"""

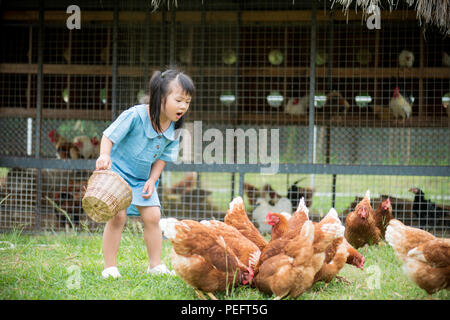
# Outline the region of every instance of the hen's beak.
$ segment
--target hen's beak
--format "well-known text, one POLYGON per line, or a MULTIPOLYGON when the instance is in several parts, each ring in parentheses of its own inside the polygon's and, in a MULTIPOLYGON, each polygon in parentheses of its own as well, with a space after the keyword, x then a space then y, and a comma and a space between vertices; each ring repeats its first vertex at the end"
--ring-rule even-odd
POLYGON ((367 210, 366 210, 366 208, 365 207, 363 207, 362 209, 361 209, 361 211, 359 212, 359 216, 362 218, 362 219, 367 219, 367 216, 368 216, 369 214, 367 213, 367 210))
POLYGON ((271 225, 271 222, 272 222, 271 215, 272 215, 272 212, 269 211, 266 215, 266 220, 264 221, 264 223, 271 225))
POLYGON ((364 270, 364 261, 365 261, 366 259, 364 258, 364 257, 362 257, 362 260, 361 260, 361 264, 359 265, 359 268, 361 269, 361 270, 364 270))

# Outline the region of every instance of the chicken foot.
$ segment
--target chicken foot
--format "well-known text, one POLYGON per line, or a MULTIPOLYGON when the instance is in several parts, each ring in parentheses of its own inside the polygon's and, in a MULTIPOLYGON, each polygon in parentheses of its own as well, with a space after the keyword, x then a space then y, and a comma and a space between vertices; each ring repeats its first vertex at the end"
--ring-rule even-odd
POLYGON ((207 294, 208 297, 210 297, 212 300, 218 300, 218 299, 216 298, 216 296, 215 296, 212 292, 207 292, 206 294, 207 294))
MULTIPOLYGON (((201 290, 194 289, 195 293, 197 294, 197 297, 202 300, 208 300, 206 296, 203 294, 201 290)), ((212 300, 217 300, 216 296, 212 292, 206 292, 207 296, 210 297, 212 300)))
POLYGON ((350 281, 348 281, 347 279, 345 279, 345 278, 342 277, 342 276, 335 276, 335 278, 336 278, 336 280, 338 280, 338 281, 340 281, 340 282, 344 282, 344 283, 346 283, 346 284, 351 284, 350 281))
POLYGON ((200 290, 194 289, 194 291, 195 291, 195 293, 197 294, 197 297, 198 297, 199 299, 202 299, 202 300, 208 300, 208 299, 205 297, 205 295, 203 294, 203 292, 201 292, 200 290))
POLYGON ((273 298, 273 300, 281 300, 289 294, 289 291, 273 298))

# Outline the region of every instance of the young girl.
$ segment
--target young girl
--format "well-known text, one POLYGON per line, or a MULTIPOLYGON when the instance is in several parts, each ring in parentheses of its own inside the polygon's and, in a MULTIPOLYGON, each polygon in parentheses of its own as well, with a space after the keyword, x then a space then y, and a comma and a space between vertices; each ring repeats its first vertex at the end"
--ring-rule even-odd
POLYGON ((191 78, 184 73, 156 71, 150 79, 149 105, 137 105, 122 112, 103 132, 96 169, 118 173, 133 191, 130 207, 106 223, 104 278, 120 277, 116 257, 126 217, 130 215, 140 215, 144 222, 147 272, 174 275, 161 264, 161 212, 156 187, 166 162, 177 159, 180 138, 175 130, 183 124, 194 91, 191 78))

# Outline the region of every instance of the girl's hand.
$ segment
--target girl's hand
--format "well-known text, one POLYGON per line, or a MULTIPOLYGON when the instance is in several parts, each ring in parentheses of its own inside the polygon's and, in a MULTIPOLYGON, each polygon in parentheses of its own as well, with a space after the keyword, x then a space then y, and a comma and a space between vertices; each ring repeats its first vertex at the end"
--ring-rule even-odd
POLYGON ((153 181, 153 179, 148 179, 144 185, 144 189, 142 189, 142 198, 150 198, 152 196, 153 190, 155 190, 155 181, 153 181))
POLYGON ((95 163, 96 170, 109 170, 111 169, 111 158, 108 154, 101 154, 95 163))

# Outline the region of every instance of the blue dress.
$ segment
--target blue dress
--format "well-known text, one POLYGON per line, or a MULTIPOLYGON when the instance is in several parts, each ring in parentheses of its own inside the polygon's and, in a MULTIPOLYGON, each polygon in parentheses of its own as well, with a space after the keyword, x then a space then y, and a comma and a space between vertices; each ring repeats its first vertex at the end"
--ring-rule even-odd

"""
"""

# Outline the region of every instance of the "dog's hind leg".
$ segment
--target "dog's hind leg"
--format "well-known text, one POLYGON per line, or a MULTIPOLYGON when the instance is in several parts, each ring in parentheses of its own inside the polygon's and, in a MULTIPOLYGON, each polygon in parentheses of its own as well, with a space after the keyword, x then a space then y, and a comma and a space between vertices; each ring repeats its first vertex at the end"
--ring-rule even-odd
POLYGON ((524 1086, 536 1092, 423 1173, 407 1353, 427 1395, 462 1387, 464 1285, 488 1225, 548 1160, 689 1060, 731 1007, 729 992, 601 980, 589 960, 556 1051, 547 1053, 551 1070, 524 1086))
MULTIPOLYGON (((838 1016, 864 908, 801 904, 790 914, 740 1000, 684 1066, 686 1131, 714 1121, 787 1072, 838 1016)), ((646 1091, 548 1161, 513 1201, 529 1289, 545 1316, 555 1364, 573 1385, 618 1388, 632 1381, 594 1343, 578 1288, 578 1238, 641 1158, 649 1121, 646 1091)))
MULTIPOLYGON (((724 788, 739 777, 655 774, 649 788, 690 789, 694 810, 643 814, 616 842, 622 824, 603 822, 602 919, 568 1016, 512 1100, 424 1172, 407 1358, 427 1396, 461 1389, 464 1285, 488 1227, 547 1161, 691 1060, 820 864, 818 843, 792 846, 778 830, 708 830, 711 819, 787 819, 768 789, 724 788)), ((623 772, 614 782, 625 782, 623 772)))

"""

=== What you should do ===
Taking the entries above, restate exactly those lines that fall between the line with "# Outline the region of every instance of the hen's" and the line with "--target hen's beak", keeping both of those lines too.

=== Output for this exercise ===
# Outline the region of every instance of the hen's beak.
$ segment
--target hen's beak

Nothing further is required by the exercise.